16 Feb 2007, Travis J, AC 8/07, (1 pages)

PRACTICE AND PROCEDURE – De novo challenge to determination of Employment Relations Authority (see: AA 40/06) – Application to strike out challenge for want of prosecution – Defendant alleged plaintiff failed to provide list of documents and raised earlier problems – Documents filed morning of strike out hearing – HELD – Earlier events had effectively been waived by defendant earlier in accepting fixture should proceed and indicating that the defendant’s intention at that stage was not to seek to strike out – In absence of any evidence of prejudice application to strike out could not be sustained – application dismissed

Result: Application dismissed ; Costs reserved

Busby v Talent Base Ltd

17 Aug 2006, R A Monaghan, AA 247A/06, (3 pages)

PRACTICE AND PROCEDURE - Previous Authority determination made amended orders for payment of arrears with parties to determine quantum - Ongoing failure by respondent to address issue - Applicant asked Authority to determine quantum - Applicant's calculations accepted - COSTS - Costs order relating to first investigation meeting to stand - Second investigation meeting took less than full day - Overall outcome mixed, although most of success applicant's - Entitled to $1,500 as further contribution to costs

Result: Orders accordingly ; Costs in favour of applicant ($1,500)

Carrothers v Jasons Travel Media Ltd

21 Mar 2007, R Arthur, AA 30A/07, (9 pages)

PRACTICE AND PROCEDURE – Whether Authority could recall determination for purpose of changing content – Whether Authority could issue non-publication order in respect of content after determination issued – Parties sought permanent non-publication order of some content in substantive determination – Required changes to determination as issued - While s174(b) Employment Relations Act 2000 ("ERA") stated Authority need not set out all or any evidence heard, Authority did not take this to mean should not or could not do so, particularly if part of process of setting out required findings of fact and conclusions – No application for non-publication orders made during investigation process – Application of this type was “matter” within scope of s221 ERA – Arguable error or defect under s221(b) ERA – Doubtful Authority could issue non-publication order once finalised determination issued to parties – “Recall” was means open to Authority to address substantial merits of application if for “very special reason” justice required it – Whether references to employees, products and client were, or likely to be, so commercially embarrassing that amounted to special circumstances requiring recall – Privacy Act 1993 principles did not apply - Authority not persuaded real or significant commercial embarrassment likely - Nothing to suggest significant media interest likely – Doubtful detail would meet standard for non-publication order during or before investigation meeting - Authority could not agree with submission, on utility-based approach, that determination could be recalled and names removed because would be no less of a determination – Statutory framework provided opportunities to resolve matters confidentially – Where parties chose investigation they put beyond their control extent of information revealed about parties, witnesses and business – Determination not a draft issued for consideration and blue pencilling of parties – Once issued, determination “must stand for better or worse, subject of course, to appeal” – However, left open prospect may be rare case where for special reasons justice requires otherwise – Recall of determination to make changes sought not required by any special reason to do justice in circumstances of present case - Application declined – Interim non-publication order presently in place extended 29 days to allow for prospect of challenge

Result: Application dismissed ; Orders accordingly ; No order for costs

Coy v The Commissioner of Police

19 Apr 2007, H Doyle, CA 46/07, (4 pages)

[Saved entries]

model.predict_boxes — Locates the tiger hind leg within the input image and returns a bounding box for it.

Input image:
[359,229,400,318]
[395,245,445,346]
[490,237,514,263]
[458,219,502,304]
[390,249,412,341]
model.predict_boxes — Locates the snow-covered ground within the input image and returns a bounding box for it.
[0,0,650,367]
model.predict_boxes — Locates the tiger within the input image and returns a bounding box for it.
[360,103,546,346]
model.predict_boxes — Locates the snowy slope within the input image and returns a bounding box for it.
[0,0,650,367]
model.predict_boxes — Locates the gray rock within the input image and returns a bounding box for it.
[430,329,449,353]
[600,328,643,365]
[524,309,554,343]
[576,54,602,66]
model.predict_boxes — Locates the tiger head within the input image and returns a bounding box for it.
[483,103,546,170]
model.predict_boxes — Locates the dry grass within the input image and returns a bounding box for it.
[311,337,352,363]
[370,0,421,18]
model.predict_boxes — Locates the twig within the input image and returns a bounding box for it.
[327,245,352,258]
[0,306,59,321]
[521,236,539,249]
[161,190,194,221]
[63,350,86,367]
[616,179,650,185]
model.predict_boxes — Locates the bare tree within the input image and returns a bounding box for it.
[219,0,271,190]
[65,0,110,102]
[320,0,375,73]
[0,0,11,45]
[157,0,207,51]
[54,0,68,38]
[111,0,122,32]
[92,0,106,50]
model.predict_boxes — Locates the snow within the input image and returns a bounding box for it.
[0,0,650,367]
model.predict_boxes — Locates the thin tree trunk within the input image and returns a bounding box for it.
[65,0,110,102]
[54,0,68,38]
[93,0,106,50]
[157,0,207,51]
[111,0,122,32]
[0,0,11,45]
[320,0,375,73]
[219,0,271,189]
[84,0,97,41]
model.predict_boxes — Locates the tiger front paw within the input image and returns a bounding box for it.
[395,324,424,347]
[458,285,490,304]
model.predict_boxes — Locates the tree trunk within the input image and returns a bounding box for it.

▶ [BRIEF 1]: List every decision date given in the employment case summaries.
▶ [BRIEF 2]: Extend the employment case summaries from their final line.
The records were drawn from a different source than the text.

▶ [ANSWER AREA 1]:
16 Feb 2007
17 Aug 2006
21 Mar 2007
19 Apr 2007

▶ [ANSWER AREA 2]:
PRACTICE AND PROCEDURE - Application for removal to Employment Court – Applicant sought removal of personal grievance to Employment Court under s178(2)(d) Employment Relations Act 2000 ("ERA") – Another personal grievance lodged at same time by colleague - Colleague's application to have claim removed to Court dealt with in separate determination (CA 45/07) - Discretion under s178(2)(d) ERA wide and Authority had regard to object section in Part 10 ERA – Not enough that parties wanted matter removed – Cross examination or witness numbers not factors sufficient on their own to favour removal – Whether matter dealt with in Authority or Court it would occupy considerable investigation time and likely involve interlocutory matters – Factors not sufficient on their own to favour removal – Likelihood of challenge not factor that favoured removal – Authority did not accept facts relied on by applicant were applicable to cases Authority determined on daily basis – Most cases did not have such historical issues or issues relating to disclosure – Applicant spent number of years trying to obtain disclosure and claimed still incomplete – Possibility information disclosed as result of discovery may bear on interpretation and application of Police general instructions – Court’s more prescriptive procedures and powers relating to discovery favoured removal – Applicant made serious allegations and public interest in how treated favoured removal – Circumstances would not, on their own, be sufficient for Authority to exercise discretion to remove matter to Court – However, considered together discretion should be exercised in favour of removing matter – Removal ordered

Result: Application granted ; Matter removed to Court ; Costs reserved

Fifield v Rotorua District Council & Anor

2 Mar 2007, Hammond, Chambers, Arnold JJ, CA 167/06, (1 pages)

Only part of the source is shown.